◆ PROBLEM TO WORK ON
Go through the entries below and print each one exactly, leaving out pictures.

[Start of Attachment]

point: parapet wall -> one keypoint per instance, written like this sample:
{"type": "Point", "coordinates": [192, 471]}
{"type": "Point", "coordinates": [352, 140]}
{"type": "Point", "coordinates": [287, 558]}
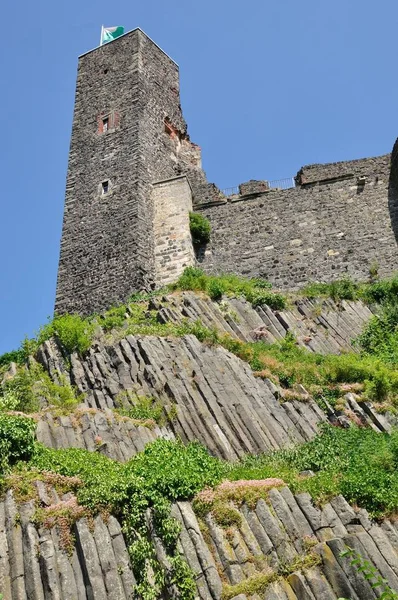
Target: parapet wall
{"type": "Point", "coordinates": [336, 222]}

[End of Attachment]

◆ ANSWER SPACE
point: parapet wall -> one keypoint per instance, written like this sample:
{"type": "Point", "coordinates": [192, 471]}
{"type": "Point", "coordinates": [352, 140]}
{"type": "Point", "coordinates": [287, 558]}
Target: parapet wall
{"type": "Point", "coordinates": [336, 222]}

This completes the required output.